Determine how many lines in the entries below contain "Target", and output only that number.

Data records ▸
=== Section Start ===

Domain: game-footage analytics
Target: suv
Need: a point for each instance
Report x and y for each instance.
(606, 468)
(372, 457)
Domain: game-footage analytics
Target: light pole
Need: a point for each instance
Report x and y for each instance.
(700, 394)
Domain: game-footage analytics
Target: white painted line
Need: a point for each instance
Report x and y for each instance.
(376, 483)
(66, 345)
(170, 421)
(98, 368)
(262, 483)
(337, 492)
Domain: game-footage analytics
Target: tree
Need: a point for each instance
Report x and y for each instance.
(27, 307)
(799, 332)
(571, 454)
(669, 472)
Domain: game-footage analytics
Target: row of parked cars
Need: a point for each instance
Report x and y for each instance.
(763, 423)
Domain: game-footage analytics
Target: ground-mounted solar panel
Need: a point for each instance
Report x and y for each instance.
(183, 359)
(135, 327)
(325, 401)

=== Section End ===

Answer for the task ▸
6